* **AIM OF THE EXERCISE**
Your copy should match the records exactly, apart from the pictures, which stay out.

--------------------

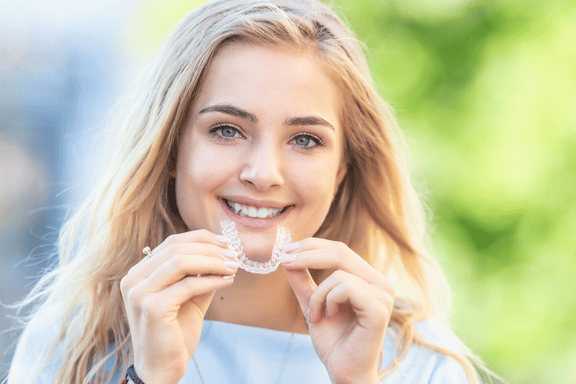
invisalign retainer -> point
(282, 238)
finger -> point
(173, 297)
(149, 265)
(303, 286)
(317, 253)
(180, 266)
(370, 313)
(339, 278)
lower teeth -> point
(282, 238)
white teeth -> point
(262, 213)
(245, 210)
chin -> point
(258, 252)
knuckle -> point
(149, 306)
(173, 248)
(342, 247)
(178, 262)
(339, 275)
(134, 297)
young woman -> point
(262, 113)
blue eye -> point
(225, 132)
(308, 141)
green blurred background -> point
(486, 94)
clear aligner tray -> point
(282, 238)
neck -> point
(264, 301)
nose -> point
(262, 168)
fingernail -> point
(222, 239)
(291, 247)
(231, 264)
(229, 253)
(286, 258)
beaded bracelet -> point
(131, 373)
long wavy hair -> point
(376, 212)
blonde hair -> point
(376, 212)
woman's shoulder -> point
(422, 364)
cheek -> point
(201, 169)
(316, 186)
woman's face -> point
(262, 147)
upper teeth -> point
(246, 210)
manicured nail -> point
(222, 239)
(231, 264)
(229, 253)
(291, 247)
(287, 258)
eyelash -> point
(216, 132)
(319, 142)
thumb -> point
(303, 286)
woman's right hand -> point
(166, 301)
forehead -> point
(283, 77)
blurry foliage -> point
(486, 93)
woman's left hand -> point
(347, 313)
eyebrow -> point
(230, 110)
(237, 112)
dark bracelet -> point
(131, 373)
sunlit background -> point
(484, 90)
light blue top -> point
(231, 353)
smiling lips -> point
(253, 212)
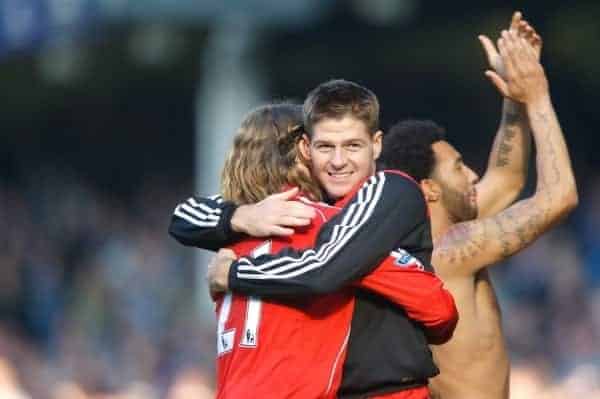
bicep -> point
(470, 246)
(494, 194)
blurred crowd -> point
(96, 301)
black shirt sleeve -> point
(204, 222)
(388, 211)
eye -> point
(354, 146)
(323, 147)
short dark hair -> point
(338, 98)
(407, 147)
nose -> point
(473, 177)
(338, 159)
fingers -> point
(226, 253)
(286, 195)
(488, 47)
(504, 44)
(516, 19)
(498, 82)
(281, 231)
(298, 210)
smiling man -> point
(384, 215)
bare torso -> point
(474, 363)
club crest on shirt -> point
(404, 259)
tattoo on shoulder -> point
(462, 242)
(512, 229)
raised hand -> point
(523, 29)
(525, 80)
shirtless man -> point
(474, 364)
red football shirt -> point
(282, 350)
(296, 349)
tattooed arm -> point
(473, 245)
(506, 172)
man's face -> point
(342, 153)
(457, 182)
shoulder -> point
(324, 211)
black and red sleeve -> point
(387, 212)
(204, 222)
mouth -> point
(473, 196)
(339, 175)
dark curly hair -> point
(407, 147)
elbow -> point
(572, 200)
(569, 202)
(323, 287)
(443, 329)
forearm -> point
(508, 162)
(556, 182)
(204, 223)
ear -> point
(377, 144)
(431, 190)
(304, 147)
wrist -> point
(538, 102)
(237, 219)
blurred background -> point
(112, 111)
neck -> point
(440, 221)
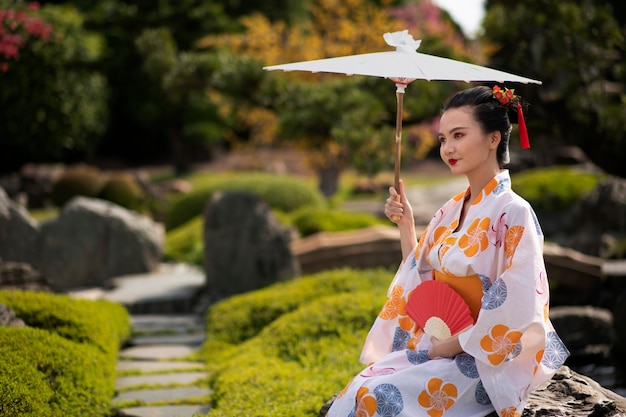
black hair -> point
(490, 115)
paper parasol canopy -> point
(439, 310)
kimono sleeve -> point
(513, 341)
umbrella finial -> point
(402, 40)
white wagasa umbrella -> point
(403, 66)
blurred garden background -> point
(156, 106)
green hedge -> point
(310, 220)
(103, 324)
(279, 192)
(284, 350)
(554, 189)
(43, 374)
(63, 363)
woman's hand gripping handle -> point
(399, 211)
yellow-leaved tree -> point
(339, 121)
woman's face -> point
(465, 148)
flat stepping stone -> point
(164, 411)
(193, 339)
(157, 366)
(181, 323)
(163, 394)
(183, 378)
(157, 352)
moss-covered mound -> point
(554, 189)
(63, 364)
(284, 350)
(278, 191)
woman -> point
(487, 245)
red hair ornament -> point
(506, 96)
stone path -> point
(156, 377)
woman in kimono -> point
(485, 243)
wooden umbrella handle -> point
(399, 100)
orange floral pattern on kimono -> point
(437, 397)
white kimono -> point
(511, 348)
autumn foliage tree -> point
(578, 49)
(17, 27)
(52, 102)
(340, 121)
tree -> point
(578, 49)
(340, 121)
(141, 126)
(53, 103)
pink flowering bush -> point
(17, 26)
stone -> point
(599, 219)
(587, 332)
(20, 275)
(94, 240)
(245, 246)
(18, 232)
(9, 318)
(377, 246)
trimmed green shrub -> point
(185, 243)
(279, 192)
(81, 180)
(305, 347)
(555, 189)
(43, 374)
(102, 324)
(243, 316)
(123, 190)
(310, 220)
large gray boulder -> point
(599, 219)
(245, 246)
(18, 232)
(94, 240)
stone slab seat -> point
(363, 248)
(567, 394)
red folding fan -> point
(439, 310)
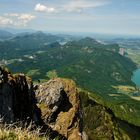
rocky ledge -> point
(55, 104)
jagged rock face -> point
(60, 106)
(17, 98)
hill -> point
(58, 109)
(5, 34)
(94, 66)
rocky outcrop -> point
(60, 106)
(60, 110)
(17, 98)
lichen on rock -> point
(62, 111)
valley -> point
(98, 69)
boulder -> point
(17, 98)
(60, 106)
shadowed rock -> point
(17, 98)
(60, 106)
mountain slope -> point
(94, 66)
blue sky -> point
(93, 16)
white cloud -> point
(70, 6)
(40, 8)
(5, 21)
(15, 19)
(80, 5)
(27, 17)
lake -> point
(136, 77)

--------------------

* **WRITTEN RESPONSE**
invisalign retainer -> point
(282, 238)
finger -> point
(173, 297)
(149, 265)
(303, 286)
(317, 253)
(180, 266)
(370, 313)
(339, 278)
lower teeth -> point
(282, 238)
white teeth -> point
(262, 213)
(245, 210)
chin -> point
(258, 252)
knuckle -> point
(149, 306)
(173, 248)
(342, 247)
(178, 262)
(339, 275)
(134, 297)
young woman -> point
(262, 113)
blue eye -> point
(225, 132)
(308, 141)
green blurred background -> point
(486, 94)
clear aligner tray -> point
(282, 238)
neck -> point
(264, 301)
nose -> point
(262, 168)
fingernail -> point
(222, 239)
(291, 247)
(231, 264)
(229, 253)
(286, 258)
beaded bracelet -> point
(131, 373)
long wavy hair -> point
(376, 212)
blonde hair -> point
(376, 212)
woman's shoulder -> point
(422, 364)
cheek -> point
(201, 169)
(316, 186)
woman's face -> point
(262, 147)
upper teeth -> point
(246, 210)
manicured nail -> point
(222, 239)
(231, 264)
(229, 253)
(291, 247)
(287, 258)
eyelash -> point
(216, 132)
(319, 142)
thumb -> point
(303, 286)
woman's right hand -> point
(166, 301)
forehead -> point
(283, 77)
blurry foliage -> point
(486, 93)
woman's left hand -> point
(347, 313)
eyebrow -> point
(230, 110)
(237, 112)
dark bracelet -> point
(131, 373)
sunlit background -> point
(484, 90)
light blue top -> point
(231, 353)
smiling lips -> point
(253, 212)
bicep -> point
(470, 246)
(494, 194)
blurred crowd -> point
(96, 301)
black shirt sleeve -> point
(204, 222)
(388, 211)
eye -> point
(354, 146)
(323, 147)
short dark hair -> point
(338, 98)
(407, 147)
nose -> point
(473, 177)
(338, 159)
fingers -> point
(226, 253)
(286, 195)
(488, 47)
(504, 44)
(516, 19)
(498, 82)
(281, 231)
(298, 210)
smiling man -> point
(384, 215)
bare torso -> point
(474, 363)
club crest on shirt -> point
(404, 259)
tattoo on shoulder -> point
(462, 242)
(512, 229)
raised hand -> point
(523, 29)
(525, 80)
shirtless man -> point
(474, 364)
red football shirt -> point
(282, 350)
(296, 349)
tattooed arm -> point
(473, 245)
(506, 172)
man's face -> point
(342, 153)
(457, 182)
shoulder -> point
(324, 211)
black and red sleeve -> point
(387, 212)
(204, 222)
mouth -> point
(473, 196)
(339, 175)
dark curly hair -> point
(407, 147)
elbow -> point
(572, 200)
(569, 202)
(323, 287)
(443, 329)
forearm -> point
(508, 162)
(556, 182)
(204, 223)
ear -> point
(377, 144)
(431, 190)
(304, 147)
wrist -> point
(538, 102)
(237, 219)
blurred background -> point
(112, 111)
neck -> point
(440, 221)
black hair -> point
(490, 115)
paper parasol canopy -> point
(439, 310)
kimono sleeve -> point
(513, 341)
umbrella finial -> point
(402, 40)
white wagasa umbrella -> point
(403, 66)
blurred garden background -> point
(156, 106)
green hedge -> point
(310, 220)
(103, 324)
(279, 192)
(284, 350)
(554, 189)
(43, 374)
(63, 363)
woman's hand gripping handle -> point
(399, 211)
yellow-leaved tree -> point
(339, 121)
woman's face -> point
(465, 148)
flat stepping stone -> point
(164, 411)
(193, 339)
(157, 366)
(181, 323)
(163, 394)
(183, 378)
(157, 352)
moss-covered mound -> point
(554, 189)
(63, 364)
(284, 350)
(278, 191)
woman -> point
(487, 245)
red hair ornament -> point
(506, 96)
stone path -> point
(156, 377)
woman in kimono -> point
(485, 243)
wooden umbrella handle -> point
(399, 100)
orange floral pattern on kimono -> point
(437, 397)
white kimono -> point
(511, 348)
autumn foliage tree -> point
(578, 49)
(17, 27)
(52, 102)
(340, 121)
tree -> point
(578, 49)
(340, 121)
(141, 126)
(53, 103)
pink flowering bush -> point
(17, 26)
stone -> point
(599, 219)
(587, 332)
(20, 275)
(94, 240)
(245, 246)
(18, 232)
(9, 318)
(377, 246)
trimmed green shrub -> point
(185, 243)
(279, 192)
(81, 180)
(305, 347)
(555, 189)
(43, 374)
(102, 324)
(243, 316)
(123, 190)
(310, 220)
large gray boulder -> point
(599, 219)
(245, 246)
(18, 232)
(94, 240)
stone slab seat -> point
(363, 248)
(567, 394)
red folding fan -> point
(439, 310)
rocky ledge -> point
(55, 104)
jagged rock face -> point
(60, 106)
(17, 98)
hill -> point
(58, 109)
(5, 34)
(94, 66)
rocky outcrop -> point
(60, 106)
(60, 110)
(17, 98)
lichen on rock -> point
(62, 111)
valley -> point
(98, 69)
boulder -> point
(17, 98)
(60, 106)
shadowed rock -> point
(17, 98)
(60, 106)
mountain slope -> point
(94, 66)
blue sky -> point
(93, 16)
white cloud -> point
(70, 6)
(40, 8)
(5, 21)
(15, 19)
(80, 5)
(27, 17)
lake -> point
(136, 77)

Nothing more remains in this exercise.